• _STATED EXERCISE_
Pick out each line in the records below that contains the word "collar", and copy those lines.

─── SUPPLIED RECORDS

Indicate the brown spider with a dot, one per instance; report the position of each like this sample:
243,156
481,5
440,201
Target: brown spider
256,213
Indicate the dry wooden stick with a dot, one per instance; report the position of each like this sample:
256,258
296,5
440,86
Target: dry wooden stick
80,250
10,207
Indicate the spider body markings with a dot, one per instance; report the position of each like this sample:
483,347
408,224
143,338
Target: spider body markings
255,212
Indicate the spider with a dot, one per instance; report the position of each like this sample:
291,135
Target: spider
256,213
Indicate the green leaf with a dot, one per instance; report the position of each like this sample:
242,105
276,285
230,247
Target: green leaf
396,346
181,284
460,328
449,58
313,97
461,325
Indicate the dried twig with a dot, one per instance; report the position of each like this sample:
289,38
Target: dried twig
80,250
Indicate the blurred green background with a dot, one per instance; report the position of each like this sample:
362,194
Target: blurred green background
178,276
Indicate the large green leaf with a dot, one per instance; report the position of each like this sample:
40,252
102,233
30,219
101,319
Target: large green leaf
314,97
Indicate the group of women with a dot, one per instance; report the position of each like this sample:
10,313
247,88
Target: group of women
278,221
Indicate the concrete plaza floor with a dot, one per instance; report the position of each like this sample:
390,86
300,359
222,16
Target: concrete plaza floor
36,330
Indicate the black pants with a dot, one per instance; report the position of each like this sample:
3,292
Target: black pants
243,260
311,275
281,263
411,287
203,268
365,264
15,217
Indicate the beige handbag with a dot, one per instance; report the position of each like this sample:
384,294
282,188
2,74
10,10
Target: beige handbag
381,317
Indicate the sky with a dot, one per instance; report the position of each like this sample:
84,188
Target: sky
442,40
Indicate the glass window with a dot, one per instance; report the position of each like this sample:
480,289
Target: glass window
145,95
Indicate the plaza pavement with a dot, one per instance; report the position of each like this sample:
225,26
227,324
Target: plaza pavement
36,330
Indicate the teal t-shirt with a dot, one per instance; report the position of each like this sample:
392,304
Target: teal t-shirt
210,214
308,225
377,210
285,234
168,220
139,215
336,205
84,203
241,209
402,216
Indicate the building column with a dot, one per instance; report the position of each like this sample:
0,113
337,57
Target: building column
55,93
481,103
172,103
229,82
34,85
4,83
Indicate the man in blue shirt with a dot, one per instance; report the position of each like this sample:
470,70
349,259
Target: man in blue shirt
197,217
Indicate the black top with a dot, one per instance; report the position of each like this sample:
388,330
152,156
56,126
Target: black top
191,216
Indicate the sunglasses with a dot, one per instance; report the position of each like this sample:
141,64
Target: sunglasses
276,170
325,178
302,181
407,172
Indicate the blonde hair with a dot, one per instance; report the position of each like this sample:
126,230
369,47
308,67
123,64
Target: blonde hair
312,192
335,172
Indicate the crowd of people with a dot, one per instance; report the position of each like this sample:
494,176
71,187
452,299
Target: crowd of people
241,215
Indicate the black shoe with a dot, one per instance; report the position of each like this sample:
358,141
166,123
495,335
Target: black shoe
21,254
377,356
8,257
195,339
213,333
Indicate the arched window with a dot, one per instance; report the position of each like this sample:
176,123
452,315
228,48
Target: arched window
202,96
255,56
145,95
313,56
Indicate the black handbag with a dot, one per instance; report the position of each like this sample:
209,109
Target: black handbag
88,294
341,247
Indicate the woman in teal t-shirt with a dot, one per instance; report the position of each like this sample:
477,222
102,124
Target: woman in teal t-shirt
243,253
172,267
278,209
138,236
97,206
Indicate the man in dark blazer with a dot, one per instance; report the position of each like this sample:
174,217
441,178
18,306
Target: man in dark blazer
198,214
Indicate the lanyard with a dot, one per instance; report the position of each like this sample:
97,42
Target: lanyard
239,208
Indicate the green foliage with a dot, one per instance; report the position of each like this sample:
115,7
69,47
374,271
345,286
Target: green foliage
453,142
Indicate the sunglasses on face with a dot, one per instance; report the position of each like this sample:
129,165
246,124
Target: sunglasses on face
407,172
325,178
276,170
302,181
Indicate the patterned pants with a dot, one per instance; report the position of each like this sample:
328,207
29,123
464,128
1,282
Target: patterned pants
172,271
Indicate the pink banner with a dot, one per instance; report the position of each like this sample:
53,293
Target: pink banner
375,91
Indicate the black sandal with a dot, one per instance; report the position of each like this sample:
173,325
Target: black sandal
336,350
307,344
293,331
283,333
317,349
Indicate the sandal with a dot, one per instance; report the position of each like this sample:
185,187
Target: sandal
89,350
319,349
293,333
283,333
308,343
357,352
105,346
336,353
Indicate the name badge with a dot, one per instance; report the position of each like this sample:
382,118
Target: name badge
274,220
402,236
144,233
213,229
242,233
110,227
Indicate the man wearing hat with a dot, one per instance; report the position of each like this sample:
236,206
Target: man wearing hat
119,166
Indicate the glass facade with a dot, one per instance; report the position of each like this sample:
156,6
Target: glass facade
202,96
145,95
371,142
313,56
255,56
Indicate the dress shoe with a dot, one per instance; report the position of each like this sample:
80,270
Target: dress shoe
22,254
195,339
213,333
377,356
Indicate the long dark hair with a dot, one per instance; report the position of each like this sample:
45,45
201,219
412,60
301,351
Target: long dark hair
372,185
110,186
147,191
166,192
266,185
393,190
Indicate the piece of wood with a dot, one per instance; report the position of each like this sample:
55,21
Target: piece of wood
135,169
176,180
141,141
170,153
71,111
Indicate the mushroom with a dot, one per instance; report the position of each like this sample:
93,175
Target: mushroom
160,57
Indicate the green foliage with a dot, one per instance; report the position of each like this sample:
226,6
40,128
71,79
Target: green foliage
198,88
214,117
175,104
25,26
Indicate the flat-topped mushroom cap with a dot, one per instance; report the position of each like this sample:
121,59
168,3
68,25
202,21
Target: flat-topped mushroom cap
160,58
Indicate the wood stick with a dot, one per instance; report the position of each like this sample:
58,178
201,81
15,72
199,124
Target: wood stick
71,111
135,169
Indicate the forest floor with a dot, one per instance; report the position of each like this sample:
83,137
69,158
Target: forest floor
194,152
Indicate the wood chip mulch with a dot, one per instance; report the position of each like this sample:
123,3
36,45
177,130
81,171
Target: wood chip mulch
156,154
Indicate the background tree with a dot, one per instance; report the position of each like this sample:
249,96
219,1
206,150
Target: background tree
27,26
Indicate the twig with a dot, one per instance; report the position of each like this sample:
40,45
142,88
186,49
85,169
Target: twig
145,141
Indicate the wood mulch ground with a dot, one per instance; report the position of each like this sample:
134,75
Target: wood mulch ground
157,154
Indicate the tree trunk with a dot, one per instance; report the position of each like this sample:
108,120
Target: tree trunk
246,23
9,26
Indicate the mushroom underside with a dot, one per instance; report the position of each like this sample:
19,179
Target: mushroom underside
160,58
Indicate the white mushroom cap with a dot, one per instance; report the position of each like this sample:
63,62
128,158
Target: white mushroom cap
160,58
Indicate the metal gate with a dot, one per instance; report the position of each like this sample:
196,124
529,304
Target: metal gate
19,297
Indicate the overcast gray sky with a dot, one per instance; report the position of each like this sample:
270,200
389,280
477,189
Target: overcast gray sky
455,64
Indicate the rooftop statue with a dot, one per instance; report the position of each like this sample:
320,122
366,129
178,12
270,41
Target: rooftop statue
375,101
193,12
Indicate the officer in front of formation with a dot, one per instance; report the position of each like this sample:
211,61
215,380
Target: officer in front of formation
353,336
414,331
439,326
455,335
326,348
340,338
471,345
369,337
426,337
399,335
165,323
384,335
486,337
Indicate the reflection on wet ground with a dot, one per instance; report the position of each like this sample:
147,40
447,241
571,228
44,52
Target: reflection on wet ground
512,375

──────
─── SUPPLIED RECORDS

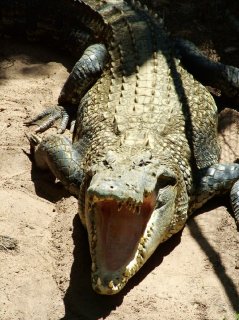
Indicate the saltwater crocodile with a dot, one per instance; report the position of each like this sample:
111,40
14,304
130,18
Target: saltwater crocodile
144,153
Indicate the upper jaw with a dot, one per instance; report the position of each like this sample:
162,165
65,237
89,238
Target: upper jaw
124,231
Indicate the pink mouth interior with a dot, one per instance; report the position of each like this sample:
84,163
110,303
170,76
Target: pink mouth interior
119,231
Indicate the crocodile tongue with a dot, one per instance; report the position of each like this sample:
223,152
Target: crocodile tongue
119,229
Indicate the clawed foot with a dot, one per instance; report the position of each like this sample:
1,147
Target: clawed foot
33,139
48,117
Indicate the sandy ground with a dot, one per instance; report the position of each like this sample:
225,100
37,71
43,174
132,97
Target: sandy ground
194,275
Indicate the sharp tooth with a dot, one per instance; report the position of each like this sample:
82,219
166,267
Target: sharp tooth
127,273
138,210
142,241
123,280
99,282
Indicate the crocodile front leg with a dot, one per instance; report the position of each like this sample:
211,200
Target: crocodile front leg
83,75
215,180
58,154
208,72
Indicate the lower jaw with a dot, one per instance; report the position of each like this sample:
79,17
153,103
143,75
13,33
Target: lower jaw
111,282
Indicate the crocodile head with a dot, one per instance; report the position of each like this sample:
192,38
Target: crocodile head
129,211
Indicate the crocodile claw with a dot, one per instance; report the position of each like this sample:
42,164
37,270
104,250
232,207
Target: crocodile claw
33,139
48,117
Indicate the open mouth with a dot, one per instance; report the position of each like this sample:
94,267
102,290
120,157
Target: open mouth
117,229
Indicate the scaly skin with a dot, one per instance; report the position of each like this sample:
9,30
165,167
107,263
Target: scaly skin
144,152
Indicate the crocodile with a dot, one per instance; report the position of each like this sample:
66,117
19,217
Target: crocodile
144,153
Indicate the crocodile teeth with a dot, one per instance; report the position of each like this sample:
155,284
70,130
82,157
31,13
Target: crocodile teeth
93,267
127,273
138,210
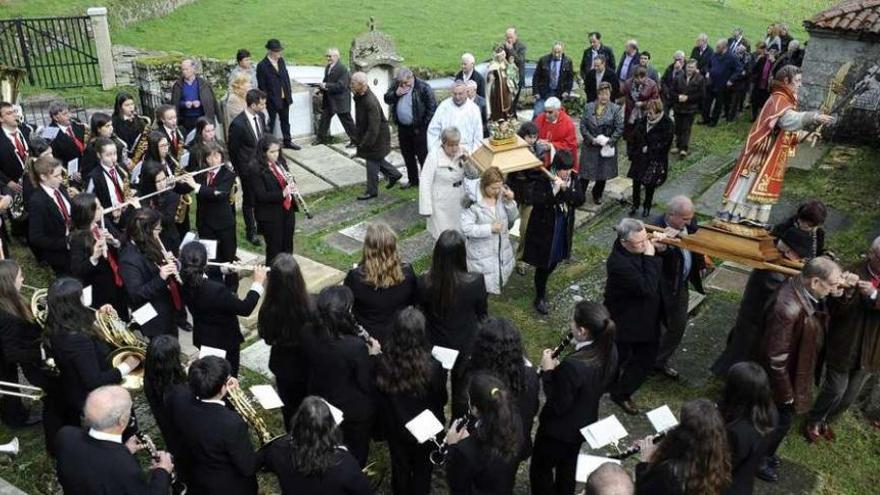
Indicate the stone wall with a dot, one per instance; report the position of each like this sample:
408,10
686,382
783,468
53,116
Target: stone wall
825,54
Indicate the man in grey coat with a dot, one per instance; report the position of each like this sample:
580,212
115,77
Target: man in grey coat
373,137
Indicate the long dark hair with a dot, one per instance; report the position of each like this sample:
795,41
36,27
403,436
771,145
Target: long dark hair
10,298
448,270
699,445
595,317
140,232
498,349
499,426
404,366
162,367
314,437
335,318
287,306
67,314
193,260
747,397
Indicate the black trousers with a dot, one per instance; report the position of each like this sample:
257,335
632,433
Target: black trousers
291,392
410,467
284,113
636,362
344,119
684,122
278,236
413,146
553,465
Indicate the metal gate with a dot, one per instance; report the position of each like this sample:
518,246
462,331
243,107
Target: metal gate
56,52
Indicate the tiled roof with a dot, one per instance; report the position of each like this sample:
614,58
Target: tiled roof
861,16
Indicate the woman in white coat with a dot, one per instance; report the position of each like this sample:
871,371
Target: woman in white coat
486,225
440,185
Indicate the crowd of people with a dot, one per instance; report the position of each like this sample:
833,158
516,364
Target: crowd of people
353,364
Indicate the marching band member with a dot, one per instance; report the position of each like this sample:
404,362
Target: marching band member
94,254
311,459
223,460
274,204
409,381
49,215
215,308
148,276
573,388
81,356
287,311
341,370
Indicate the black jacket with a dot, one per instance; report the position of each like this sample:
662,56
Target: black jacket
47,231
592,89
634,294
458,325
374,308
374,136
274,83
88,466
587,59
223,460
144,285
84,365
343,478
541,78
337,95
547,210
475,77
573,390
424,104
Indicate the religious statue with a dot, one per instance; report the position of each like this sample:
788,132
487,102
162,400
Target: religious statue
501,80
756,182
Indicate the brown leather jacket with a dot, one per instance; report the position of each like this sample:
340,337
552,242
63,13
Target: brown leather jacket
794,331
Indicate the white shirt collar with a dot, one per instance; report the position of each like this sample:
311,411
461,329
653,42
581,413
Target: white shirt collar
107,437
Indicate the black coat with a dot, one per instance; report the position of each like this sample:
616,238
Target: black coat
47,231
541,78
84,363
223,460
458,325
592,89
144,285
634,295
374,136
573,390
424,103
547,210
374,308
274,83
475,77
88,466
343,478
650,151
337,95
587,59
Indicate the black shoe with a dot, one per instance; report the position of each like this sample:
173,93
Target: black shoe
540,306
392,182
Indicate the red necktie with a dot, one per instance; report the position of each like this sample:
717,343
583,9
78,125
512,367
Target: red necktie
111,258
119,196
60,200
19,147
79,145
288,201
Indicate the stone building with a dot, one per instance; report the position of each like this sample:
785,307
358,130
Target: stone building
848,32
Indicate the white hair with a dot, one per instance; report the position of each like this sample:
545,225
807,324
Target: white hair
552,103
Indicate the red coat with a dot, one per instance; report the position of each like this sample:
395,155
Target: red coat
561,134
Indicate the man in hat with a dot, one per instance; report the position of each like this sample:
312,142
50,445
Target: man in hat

──────

• _ANSWER IN FULL_
Indicate the white shirt collar with a dot, one per instance; report the position of each like this sample:
Target: white shirt collar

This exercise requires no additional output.